TASK TO CARRY OUT:
Everything from the line with "request: trace the outline of every instance of the hillside" to the end of the data should be restated word for word, and nothing before it.

[Segmentation dataset records]

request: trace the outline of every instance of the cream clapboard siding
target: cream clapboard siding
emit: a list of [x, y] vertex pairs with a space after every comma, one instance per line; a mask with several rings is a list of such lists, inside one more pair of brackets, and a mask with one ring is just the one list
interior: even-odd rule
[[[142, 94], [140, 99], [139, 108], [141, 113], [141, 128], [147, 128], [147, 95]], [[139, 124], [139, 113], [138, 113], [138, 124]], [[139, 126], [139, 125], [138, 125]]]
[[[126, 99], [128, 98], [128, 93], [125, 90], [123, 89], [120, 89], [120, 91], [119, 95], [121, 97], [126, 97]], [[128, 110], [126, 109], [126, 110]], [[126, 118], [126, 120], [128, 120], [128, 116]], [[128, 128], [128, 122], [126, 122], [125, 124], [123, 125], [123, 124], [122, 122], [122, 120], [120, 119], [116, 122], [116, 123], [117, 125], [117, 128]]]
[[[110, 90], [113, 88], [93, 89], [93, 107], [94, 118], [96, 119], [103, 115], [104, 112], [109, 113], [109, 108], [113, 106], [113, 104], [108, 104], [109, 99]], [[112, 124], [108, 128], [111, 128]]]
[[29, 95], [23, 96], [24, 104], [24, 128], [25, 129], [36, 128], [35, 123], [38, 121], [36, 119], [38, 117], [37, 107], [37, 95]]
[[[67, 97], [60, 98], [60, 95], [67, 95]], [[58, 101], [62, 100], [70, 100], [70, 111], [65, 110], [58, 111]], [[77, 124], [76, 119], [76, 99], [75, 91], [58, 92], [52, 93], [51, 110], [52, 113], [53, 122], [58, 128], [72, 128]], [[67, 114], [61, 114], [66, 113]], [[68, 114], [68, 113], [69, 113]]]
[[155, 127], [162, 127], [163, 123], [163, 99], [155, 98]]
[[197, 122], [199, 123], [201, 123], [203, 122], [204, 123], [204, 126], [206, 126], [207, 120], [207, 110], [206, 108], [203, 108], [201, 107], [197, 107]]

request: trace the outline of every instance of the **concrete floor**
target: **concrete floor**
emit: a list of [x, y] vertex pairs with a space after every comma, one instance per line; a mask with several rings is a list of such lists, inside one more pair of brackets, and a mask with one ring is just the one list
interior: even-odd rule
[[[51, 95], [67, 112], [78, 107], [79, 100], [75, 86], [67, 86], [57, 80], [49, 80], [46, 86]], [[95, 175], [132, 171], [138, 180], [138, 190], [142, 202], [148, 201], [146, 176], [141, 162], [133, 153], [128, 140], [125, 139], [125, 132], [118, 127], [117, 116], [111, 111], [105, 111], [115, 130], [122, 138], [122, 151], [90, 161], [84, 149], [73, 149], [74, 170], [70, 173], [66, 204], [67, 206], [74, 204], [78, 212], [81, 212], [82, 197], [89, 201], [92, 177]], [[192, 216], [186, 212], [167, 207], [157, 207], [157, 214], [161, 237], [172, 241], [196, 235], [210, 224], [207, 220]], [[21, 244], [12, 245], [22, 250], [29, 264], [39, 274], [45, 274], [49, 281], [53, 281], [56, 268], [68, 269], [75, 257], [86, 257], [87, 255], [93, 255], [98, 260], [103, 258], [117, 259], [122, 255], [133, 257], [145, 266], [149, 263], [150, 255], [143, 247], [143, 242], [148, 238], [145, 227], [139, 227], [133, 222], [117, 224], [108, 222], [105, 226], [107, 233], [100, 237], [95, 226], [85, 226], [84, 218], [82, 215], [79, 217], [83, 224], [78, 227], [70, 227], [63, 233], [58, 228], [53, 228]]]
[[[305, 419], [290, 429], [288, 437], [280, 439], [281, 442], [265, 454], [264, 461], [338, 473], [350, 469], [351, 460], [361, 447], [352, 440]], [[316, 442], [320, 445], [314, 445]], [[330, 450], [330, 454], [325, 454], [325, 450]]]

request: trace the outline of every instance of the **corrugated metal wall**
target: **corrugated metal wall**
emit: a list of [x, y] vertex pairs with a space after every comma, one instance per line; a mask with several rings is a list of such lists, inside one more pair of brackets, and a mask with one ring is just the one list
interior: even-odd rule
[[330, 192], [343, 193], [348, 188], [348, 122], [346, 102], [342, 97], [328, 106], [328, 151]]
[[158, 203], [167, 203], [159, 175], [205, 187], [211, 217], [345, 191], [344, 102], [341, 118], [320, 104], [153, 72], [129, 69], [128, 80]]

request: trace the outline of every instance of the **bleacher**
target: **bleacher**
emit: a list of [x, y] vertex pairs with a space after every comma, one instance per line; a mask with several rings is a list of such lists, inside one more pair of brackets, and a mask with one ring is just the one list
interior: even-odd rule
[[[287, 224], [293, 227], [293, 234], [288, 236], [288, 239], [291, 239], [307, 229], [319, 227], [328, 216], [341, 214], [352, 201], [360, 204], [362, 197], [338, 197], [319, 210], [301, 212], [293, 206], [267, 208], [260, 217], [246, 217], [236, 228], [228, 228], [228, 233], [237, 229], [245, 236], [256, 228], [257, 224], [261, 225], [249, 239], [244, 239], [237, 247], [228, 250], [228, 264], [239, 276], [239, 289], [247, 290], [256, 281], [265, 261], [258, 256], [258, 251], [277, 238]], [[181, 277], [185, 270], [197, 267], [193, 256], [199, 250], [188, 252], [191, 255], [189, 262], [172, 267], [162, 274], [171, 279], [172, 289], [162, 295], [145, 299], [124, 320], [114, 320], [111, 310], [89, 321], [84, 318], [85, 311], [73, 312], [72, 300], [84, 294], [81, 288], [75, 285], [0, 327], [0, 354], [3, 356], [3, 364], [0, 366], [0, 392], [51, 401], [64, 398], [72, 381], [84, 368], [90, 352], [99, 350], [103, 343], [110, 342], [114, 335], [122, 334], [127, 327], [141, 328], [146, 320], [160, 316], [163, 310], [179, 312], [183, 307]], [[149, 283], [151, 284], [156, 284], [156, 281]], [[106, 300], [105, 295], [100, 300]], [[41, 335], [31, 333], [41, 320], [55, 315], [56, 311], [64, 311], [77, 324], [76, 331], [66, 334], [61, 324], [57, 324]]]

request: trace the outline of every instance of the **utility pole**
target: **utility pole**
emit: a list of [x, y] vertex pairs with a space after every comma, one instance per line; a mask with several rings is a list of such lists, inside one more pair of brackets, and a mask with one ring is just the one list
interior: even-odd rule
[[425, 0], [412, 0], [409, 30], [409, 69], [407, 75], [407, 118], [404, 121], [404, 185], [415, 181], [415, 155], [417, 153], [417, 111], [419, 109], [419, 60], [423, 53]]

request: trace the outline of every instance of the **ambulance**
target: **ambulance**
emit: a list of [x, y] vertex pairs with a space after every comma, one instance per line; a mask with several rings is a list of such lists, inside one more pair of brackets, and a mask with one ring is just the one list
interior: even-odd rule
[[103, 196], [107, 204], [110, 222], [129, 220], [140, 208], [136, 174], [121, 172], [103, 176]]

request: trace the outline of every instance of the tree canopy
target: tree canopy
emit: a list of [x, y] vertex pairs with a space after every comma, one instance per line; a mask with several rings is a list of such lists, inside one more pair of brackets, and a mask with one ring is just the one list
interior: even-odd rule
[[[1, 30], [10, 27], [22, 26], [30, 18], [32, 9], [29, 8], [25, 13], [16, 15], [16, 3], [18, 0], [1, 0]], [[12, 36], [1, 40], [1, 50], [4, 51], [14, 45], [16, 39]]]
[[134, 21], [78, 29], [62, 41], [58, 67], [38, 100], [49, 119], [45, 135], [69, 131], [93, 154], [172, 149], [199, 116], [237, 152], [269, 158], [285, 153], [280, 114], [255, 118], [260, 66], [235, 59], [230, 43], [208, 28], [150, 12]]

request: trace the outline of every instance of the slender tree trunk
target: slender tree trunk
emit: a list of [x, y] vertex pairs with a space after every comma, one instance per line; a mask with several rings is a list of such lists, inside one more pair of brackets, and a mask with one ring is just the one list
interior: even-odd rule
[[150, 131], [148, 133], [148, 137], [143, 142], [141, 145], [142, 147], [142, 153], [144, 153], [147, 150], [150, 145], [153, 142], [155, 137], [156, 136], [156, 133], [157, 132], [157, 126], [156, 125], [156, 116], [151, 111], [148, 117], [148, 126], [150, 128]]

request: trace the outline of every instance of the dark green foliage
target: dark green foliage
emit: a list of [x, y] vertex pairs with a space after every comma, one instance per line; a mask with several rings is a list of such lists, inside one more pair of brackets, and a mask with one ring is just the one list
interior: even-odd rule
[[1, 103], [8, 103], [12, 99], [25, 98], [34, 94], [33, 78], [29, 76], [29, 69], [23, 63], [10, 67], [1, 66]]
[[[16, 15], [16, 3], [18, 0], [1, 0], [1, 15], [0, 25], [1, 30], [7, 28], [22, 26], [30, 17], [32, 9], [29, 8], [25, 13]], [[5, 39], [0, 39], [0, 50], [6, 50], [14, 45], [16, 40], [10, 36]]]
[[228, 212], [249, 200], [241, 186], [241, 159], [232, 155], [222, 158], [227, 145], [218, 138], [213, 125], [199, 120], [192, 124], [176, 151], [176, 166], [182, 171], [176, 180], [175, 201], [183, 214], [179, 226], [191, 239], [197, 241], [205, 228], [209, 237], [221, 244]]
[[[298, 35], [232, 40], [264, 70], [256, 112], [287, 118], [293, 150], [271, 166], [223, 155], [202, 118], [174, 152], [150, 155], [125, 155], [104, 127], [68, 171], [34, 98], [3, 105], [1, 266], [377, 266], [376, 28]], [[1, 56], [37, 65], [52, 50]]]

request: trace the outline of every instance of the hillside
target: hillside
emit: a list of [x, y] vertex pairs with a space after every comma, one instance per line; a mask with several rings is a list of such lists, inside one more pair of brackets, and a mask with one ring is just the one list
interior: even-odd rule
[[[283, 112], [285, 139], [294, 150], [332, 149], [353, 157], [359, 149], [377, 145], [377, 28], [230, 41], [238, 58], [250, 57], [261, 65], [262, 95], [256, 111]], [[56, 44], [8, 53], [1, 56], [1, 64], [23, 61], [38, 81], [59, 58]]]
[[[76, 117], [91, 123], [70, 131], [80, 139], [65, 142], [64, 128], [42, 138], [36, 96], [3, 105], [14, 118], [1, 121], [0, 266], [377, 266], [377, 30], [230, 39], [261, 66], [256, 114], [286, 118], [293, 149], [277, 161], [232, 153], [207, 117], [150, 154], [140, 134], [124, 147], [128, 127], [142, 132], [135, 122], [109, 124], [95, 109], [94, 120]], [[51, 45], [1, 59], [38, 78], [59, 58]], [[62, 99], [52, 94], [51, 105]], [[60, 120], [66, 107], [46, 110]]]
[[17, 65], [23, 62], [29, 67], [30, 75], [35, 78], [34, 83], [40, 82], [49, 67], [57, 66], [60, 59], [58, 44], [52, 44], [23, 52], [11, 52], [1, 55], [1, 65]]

TASK ANSWER:
request: trace the outline of every instance of the hillside
target: hillside
emit: a list of [x, y] vertex pairs with a space after every comma, one instance per line; a mask with several rings is a list of such lists, inside one more pair of brackets, and a mask with one ring is just the one list
interior: even-odd rule
[[[283, 112], [285, 139], [294, 150], [332, 149], [353, 157], [359, 149], [377, 145], [377, 28], [230, 41], [238, 58], [250, 57], [261, 65], [262, 95], [256, 111]], [[56, 44], [8, 53], [1, 56], [1, 64], [23, 61], [38, 81], [59, 58]]]
[[[76, 117], [91, 123], [70, 131], [80, 139], [65, 142], [64, 128], [42, 138], [36, 96], [3, 105], [14, 118], [1, 121], [0, 266], [377, 266], [377, 30], [230, 39], [261, 66], [256, 114], [286, 118], [293, 149], [277, 161], [232, 153], [207, 117], [150, 154], [140, 134], [124, 147], [128, 127], [142, 132], [135, 122], [109, 124], [95, 109], [94, 120]], [[51, 45], [1, 59], [38, 78], [59, 58]], [[62, 99], [52, 94], [51, 105]], [[60, 120], [66, 107], [46, 110]]]
[[17, 65], [23, 62], [29, 67], [30, 75], [35, 78], [34, 83], [40, 82], [49, 67], [57, 66], [60, 59], [58, 44], [52, 44], [23, 52], [11, 52], [1, 55], [1, 65]]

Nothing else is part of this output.